**O QUE SE PEDE**
Reescreva, por favor, todas as linhas abaixo como uma tabela em Markdown com as colunas "Número" e "Conteúdo", uma linha por fila da tabela. Deixe de fora as linhas em branco e as imagens.

**DADOS DA TAREFA**
'''

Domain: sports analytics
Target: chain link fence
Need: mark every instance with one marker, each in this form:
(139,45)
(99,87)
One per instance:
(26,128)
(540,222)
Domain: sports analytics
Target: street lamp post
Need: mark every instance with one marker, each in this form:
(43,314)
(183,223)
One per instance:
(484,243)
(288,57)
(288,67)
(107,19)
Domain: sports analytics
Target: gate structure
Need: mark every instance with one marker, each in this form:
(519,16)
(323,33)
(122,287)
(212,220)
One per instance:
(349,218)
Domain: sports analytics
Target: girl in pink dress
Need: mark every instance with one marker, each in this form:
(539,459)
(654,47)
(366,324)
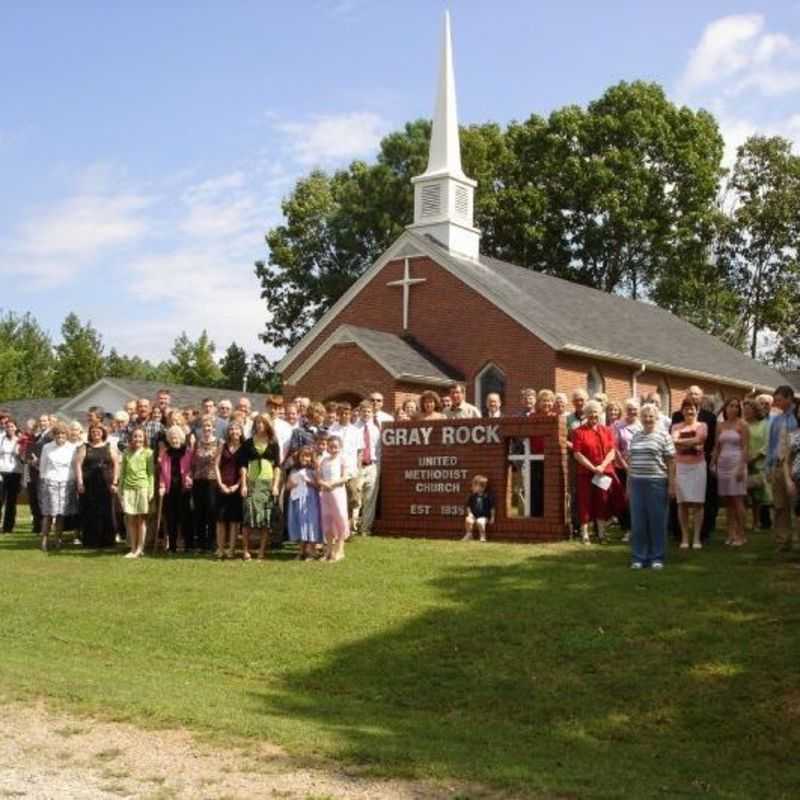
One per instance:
(333,500)
(730,461)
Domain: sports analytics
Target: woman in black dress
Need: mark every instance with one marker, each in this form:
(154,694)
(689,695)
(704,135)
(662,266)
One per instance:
(97,469)
(229,491)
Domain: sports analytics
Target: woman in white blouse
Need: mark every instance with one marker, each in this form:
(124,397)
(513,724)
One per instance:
(57,484)
(11,474)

'''

**SOLUÇÃO**
| Número | Conteúdo |
|---|---|
| 1 | Domain: sports analytics |
| 2 | Target: chain link fence |
| 3 | Need: mark every instance with one marker, each in this form: |
| 4 | (139,45) |
| 5 | (99,87) |
| 6 | One per instance: |
| 7 | (26,128) |
| 8 | (540,222) |
| 9 | Domain: sports analytics |
| 10 | Target: street lamp post |
| 11 | Need: mark every instance with one marker, each in this form: |
| 12 | (43,314) |
| 13 | (183,223) |
| 14 | One per instance: |
| 15 | (484,243) |
| 16 | (288,57) |
| 17 | (288,67) |
| 18 | (107,19) |
| 19 | Domain: sports analytics |
| 20 | Target: gate structure |
| 21 | Need: mark every instance with one marker, each in this form: |
| 22 | (519,16) |
| 23 | (323,33) |
| 24 | (122,287) |
| 25 | (212,220) |
| 26 | One per instance: |
| 27 | (349,218) |
| 28 | Domain: sports analytics |
| 29 | Target: girl in pink dress |
| 30 | Need: mark every instance with one marker, each in this form: |
| 31 | (539,459) |
| 32 | (654,47) |
| 33 | (366,324) |
| 34 | One per instance: |
| 35 | (333,500) |
| 36 | (730,461) |
| 37 | Domain: sports analytics |
| 38 | Target: woman in black dress |
| 39 | Need: mark every instance with one marker, each in this form: |
| 40 | (154,694) |
| 41 | (689,695) |
| 42 | (704,135) |
| 43 | (662,266) |
| 44 | One per instance: |
| 45 | (97,469) |
| 46 | (229,491) |
| 47 | Domain: sports analytics |
| 48 | Target: woman in white blouse |
| 49 | Need: mark every instance with one marker, each in this form: |
| 50 | (124,397) |
| 51 | (513,724) |
| 52 | One per instance: |
| 53 | (57,484) |
| 54 | (11,474) |